# [DATA]
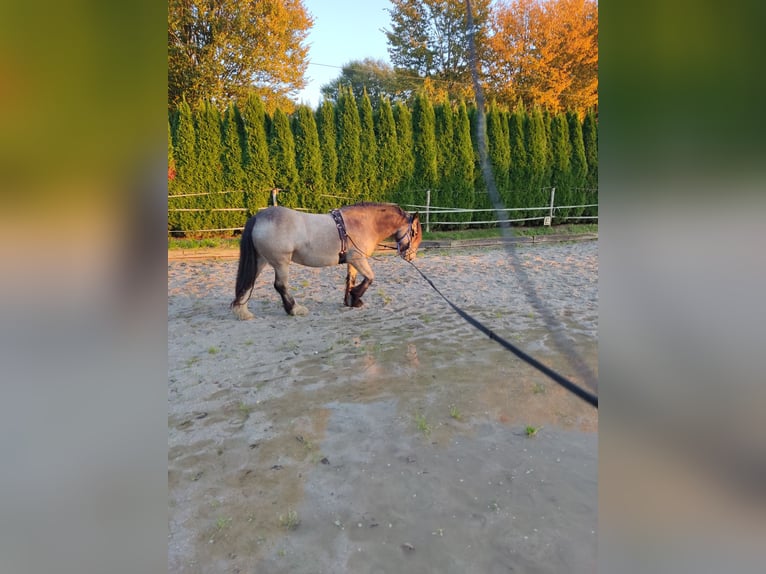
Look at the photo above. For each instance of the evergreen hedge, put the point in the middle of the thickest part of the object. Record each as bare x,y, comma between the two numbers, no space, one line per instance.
223,166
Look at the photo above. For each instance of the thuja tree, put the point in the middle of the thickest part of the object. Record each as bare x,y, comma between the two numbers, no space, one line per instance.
257,168
499,151
444,135
233,174
561,153
389,162
578,168
404,137
207,122
519,195
349,153
590,142
308,158
171,169
325,120
463,192
424,145
282,155
368,146
185,181
536,146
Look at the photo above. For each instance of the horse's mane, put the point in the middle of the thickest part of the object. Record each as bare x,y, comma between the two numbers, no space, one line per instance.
393,206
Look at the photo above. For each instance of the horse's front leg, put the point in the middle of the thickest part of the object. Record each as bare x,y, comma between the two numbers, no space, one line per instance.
280,284
350,282
354,295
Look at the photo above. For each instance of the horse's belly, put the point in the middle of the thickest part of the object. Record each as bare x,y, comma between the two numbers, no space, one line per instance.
315,259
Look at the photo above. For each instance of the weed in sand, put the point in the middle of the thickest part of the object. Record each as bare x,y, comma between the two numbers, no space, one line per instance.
289,521
531,431
222,523
383,295
422,423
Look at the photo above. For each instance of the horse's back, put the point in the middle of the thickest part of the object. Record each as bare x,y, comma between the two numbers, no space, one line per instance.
306,238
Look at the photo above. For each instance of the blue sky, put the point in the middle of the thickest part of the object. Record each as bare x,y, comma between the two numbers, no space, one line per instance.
344,30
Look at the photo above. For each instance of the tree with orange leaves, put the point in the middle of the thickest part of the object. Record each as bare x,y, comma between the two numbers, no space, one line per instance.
545,53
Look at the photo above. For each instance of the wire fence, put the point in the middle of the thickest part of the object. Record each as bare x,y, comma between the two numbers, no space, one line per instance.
548,213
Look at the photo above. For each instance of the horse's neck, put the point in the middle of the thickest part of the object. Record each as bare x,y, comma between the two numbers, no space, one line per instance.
384,224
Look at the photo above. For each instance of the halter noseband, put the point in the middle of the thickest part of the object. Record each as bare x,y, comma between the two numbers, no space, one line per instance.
411,233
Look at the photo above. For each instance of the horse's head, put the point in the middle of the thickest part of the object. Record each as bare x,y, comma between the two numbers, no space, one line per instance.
408,238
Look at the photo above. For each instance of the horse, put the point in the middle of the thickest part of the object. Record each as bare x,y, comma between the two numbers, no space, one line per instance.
277,236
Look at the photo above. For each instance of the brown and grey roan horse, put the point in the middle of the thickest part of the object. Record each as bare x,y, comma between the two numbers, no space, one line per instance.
277,236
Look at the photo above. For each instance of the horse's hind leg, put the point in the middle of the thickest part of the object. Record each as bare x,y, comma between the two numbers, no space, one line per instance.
350,282
239,305
280,284
354,294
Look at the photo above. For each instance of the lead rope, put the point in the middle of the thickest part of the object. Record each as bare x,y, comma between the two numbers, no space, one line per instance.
585,395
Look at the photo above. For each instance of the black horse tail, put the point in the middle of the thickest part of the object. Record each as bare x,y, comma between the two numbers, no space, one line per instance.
247,263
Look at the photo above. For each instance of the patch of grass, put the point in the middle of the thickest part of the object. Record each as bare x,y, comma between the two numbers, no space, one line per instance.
383,295
455,413
532,431
289,521
569,228
222,523
202,243
423,426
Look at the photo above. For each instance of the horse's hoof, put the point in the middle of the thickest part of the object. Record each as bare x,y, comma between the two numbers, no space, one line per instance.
241,313
299,310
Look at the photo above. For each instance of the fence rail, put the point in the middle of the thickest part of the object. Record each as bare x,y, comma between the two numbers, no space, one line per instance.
430,210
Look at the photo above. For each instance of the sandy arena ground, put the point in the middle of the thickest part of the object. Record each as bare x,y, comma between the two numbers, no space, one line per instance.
390,438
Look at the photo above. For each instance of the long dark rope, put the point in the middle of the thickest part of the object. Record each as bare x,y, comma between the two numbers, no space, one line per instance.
562,345
588,397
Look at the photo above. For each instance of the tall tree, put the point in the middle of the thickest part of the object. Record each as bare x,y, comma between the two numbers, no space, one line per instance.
258,173
349,152
282,155
429,39
545,53
226,49
376,77
325,120
308,158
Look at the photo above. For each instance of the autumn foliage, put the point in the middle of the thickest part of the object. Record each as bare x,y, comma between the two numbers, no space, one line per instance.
545,53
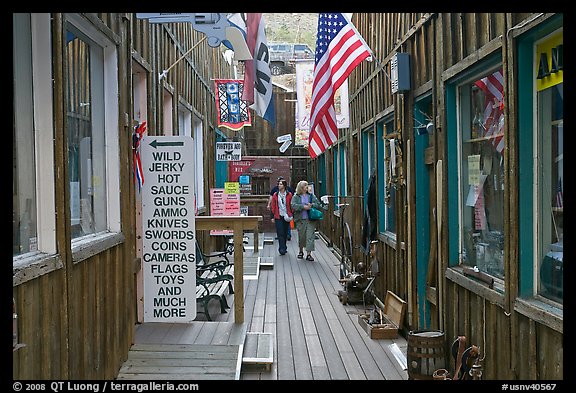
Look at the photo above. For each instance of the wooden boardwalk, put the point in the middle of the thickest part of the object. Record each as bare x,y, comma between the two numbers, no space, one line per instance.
315,337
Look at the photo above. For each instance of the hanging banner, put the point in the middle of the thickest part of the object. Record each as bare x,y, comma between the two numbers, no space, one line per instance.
231,110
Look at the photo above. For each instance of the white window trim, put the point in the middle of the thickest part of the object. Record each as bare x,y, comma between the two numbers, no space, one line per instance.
34,264
111,125
44,131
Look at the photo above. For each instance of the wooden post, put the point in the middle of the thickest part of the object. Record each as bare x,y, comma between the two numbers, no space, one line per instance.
238,273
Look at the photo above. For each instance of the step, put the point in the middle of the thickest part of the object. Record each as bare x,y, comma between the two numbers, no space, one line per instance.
258,349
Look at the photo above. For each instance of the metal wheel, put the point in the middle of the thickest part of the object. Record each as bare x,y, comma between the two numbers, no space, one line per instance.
276,69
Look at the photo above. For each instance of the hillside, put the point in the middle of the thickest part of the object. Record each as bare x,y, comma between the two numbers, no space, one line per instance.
292,27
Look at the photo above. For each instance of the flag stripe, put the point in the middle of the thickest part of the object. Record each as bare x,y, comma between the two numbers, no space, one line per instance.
339,49
493,117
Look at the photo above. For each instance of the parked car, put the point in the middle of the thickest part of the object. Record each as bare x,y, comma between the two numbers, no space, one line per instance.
283,56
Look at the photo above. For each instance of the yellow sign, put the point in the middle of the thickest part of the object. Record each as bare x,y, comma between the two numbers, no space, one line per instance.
231,187
549,62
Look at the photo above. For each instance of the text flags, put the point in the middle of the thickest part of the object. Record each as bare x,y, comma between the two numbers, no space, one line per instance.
339,49
257,75
231,110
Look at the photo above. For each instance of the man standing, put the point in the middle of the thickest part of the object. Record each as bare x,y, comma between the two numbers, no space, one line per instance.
272,191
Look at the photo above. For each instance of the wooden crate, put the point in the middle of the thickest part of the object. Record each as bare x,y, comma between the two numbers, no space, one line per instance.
392,317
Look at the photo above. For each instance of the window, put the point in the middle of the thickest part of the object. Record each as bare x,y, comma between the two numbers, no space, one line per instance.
549,168
24,180
386,175
199,146
92,130
368,156
481,172
33,197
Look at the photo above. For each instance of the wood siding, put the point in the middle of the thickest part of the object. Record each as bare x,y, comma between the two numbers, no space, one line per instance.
77,319
515,345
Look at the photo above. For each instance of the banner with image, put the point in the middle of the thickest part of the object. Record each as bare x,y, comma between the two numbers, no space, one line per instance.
231,110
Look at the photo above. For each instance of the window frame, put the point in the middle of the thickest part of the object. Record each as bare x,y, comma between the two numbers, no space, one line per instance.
86,246
528,301
33,264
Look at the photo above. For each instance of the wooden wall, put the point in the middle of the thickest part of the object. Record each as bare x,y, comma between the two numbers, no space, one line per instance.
77,311
514,345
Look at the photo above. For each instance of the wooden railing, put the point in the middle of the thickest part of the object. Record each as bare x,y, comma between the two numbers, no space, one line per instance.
238,224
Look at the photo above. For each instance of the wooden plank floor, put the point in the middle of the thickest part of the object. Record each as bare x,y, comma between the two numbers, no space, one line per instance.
315,337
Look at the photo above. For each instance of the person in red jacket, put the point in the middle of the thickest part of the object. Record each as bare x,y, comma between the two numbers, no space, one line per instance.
281,214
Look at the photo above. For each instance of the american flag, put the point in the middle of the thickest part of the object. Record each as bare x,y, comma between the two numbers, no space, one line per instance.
137,135
559,194
493,117
339,49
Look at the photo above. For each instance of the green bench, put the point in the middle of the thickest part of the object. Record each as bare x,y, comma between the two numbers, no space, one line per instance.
213,279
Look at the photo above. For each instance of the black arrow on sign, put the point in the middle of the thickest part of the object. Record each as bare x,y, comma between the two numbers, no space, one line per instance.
155,144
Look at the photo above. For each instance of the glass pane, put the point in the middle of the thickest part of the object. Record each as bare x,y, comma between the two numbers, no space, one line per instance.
85,133
482,173
391,179
550,165
24,223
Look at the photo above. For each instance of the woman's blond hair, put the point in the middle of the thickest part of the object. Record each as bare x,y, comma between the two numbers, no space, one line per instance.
302,187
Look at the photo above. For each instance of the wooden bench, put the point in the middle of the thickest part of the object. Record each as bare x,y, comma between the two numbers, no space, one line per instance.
212,284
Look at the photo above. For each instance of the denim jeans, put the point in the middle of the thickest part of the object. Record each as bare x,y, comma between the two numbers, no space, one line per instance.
282,228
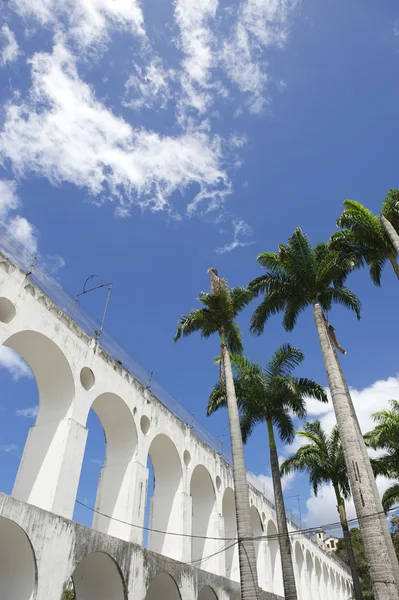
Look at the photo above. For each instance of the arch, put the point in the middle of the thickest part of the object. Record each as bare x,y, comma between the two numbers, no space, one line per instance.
113,491
203,523
231,567
51,370
257,530
166,509
162,586
275,559
97,577
309,576
207,593
299,563
17,563
45,478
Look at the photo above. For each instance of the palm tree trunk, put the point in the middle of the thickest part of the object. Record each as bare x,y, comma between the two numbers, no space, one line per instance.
283,538
246,548
348,542
391,231
367,507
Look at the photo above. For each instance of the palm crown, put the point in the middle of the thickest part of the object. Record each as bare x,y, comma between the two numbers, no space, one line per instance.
299,275
322,458
363,238
386,436
220,308
269,394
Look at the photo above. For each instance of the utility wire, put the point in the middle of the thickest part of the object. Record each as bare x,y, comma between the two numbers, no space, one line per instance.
309,530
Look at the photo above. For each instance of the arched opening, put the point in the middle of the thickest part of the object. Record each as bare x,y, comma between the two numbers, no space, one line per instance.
163,586
257,530
203,503
310,576
207,593
299,562
118,444
231,566
275,560
316,581
166,510
40,479
97,577
17,563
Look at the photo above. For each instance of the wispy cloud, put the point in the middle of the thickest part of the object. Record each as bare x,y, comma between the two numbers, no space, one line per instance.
9,49
28,413
240,228
11,361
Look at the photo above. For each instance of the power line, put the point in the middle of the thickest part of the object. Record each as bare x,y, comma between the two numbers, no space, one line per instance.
305,531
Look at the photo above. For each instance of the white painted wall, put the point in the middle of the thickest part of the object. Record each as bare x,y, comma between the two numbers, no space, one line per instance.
193,484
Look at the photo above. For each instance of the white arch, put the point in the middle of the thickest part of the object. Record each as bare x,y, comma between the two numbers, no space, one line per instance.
299,562
203,519
17,563
207,593
45,478
231,567
275,559
166,512
163,586
97,577
113,492
257,531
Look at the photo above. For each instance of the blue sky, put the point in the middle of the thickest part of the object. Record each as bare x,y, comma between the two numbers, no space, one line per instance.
149,142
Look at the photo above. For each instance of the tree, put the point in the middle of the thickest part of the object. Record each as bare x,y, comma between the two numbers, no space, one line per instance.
385,436
366,238
271,395
360,558
299,276
323,459
220,308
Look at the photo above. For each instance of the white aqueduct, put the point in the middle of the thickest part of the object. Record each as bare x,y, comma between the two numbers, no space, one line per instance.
41,548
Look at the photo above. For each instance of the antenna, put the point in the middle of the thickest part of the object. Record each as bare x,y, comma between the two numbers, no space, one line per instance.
87,291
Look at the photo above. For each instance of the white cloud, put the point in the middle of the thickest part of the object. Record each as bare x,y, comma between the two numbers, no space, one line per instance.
149,86
239,228
9,46
65,134
11,361
9,448
87,22
28,413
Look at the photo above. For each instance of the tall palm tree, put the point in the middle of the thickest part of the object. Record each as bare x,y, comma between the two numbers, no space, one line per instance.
298,276
271,395
385,436
220,308
322,457
366,237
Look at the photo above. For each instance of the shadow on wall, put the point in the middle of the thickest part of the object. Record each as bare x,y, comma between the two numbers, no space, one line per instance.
17,563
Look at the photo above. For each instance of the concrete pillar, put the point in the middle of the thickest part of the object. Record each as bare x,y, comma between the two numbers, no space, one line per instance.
48,474
121,494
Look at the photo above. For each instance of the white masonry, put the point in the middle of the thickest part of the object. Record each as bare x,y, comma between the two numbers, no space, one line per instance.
193,492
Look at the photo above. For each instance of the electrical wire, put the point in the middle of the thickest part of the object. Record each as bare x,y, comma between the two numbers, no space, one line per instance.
305,531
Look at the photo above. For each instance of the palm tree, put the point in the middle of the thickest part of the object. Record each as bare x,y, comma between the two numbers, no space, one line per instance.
298,276
323,459
368,238
220,308
385,436
271,395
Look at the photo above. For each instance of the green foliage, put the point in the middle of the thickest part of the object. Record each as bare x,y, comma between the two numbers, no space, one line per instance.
298,276
322,458
220,308
385,436
270,393
361,561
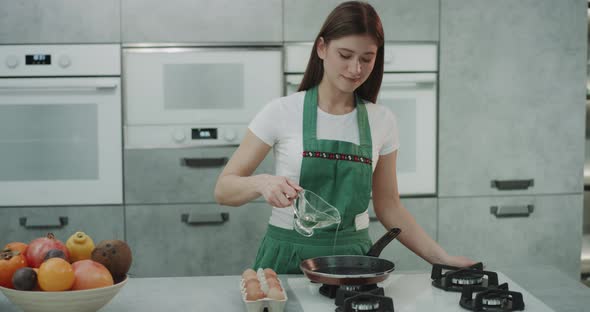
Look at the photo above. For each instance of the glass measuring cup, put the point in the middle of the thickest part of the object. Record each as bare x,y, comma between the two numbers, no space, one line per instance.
312,212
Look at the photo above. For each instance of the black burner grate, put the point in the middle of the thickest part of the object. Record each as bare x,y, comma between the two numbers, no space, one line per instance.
492,299
455,279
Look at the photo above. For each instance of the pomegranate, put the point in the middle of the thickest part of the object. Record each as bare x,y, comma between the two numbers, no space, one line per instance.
38,248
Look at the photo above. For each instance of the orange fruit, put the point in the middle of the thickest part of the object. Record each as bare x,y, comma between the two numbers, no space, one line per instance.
80,246
18,246
56,274
90,274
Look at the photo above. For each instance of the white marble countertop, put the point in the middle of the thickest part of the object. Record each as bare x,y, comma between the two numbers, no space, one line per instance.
221,293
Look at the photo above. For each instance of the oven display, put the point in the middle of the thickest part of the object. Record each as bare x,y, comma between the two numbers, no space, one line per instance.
204,133
38,59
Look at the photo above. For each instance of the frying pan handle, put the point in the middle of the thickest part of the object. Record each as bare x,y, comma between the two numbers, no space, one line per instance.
376,249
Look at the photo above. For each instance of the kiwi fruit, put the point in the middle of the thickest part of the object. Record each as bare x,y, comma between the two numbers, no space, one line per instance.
115,255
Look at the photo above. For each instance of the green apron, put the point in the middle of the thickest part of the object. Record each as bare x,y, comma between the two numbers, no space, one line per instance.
341,173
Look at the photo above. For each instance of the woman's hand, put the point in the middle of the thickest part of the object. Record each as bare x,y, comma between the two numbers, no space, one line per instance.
459,261
278,191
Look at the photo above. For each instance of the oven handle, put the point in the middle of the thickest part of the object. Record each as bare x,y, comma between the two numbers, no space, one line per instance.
77,87
203,162
43,223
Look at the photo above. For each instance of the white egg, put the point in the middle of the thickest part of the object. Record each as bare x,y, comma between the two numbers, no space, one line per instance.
275,294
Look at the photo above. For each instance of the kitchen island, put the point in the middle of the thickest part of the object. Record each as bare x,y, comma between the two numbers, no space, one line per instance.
221,293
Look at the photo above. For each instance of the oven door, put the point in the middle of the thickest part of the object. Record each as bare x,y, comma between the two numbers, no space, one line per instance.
60,141
412,98
199,86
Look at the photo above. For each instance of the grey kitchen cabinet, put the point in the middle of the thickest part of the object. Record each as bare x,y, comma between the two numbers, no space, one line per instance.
24,224
424,210
197,239
511,104
183,21
549,235
403,20
177,175
60,21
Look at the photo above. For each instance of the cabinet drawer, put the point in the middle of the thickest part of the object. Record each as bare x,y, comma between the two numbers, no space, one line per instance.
24,224
177,175
202,21
550,235
501,117
60,21
424,210
200,239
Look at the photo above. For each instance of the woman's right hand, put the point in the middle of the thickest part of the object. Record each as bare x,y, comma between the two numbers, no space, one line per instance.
279,191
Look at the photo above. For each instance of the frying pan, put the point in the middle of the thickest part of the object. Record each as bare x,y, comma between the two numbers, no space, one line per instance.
349,269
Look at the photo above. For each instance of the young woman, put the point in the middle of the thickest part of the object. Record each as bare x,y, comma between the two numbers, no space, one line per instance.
329,138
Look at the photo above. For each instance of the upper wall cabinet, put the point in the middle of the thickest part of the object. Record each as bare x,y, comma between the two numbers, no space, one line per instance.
403,20
183,21
59,21
512,107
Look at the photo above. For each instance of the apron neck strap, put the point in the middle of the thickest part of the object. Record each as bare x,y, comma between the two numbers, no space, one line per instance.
310,114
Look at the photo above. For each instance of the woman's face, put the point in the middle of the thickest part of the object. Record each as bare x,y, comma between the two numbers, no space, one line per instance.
348,61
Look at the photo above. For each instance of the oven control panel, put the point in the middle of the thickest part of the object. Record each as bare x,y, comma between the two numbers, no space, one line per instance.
178,136
60,60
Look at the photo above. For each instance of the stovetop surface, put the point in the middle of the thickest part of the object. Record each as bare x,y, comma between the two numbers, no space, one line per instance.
410,293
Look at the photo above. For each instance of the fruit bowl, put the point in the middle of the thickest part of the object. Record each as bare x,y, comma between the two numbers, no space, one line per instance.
64,301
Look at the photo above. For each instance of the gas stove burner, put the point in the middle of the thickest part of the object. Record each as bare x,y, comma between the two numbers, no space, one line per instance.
366,302
468,278
331,291
493,299
343,293
455,279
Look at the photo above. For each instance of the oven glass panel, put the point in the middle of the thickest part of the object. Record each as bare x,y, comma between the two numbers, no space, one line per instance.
48,142
405,113
203,86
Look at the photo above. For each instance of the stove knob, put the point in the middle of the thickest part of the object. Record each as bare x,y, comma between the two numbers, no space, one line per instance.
230,135
178,136
11,61
64,61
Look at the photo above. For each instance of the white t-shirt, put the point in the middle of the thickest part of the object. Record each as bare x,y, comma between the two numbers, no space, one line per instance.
280,125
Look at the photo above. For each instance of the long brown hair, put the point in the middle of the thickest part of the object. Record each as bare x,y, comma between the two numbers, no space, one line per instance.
349,18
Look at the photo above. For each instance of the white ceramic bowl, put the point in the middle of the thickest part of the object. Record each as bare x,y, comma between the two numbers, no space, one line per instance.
63,301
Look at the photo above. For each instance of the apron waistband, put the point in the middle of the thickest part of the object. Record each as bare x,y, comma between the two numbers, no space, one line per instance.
319,238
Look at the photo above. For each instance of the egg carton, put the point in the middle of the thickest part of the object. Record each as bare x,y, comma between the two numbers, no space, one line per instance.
272,305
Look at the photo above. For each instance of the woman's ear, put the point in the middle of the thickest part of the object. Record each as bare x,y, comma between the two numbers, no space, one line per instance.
322,48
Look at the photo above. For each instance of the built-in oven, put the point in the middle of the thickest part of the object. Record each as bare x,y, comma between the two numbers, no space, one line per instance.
409,89
196,96
60,125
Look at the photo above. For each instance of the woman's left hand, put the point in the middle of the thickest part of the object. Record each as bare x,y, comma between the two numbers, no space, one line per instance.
459,261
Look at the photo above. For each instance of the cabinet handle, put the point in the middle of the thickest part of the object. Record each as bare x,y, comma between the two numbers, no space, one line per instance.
203,162
43,223
204,218
512,211
508,185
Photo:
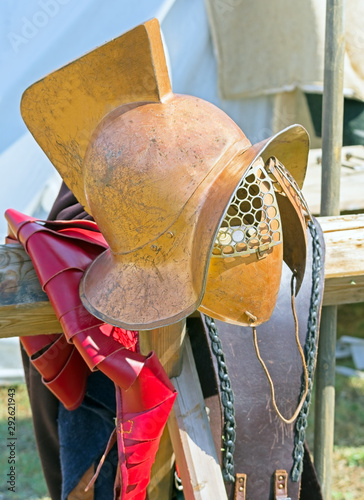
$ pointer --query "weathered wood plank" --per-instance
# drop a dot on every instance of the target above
(191, 437)
(24, 307)
(351, 179)
(25, 310)
(344, 268)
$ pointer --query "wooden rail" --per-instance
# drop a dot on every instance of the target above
(25, 310)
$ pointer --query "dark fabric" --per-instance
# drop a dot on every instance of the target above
(44, 407)
(83, 434)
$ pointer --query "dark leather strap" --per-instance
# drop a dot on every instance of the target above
(280, 485)
(240, 487)
(263, 442)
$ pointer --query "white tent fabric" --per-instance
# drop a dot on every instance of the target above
(39, 36)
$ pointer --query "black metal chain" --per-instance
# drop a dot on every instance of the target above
(310, 348)
(227, 400)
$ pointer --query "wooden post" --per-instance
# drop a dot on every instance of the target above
(188, 425)
(332, 129)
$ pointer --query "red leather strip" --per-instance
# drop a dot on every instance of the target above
(145, 395)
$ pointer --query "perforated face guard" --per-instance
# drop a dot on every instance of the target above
(252, 223)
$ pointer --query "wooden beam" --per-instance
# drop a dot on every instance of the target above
(344, 268)
(25, 310)
(24, 307)
(191, 437)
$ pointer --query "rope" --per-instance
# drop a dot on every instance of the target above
(271, 384)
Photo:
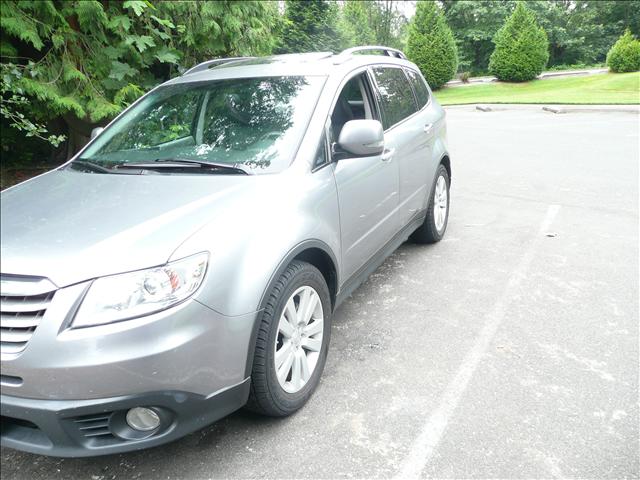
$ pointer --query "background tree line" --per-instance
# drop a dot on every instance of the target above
(67, 66)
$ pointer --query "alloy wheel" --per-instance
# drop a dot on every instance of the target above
(440, 203)
(299, 339)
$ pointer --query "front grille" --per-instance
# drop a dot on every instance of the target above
(23, 303)
(94, 425)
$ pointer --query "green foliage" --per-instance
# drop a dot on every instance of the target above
(521, 51)
(83, 61)
(431, 45)
(311, 26)
(11, 104)
(354, 22)
(579, 32)
(624, 56)
(474, 24)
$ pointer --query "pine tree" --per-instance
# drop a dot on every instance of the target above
(431, 45)
(624, 55)
(311, 26)
(522, 47)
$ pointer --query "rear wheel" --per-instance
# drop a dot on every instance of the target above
(435, 223)
(292, 343)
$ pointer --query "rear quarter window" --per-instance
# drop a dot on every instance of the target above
(419, 87)
(396, 97)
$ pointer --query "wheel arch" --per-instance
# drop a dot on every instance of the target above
(315, 252)
(446, 162)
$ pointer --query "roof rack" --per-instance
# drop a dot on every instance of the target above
(210, 63)
(391, 52)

# [WHAT IS REQUIRED]
State how many lines in the records contain the string "leather". Give the number with no words around it.

# [RESPONSE TO THE EXERCISE]
2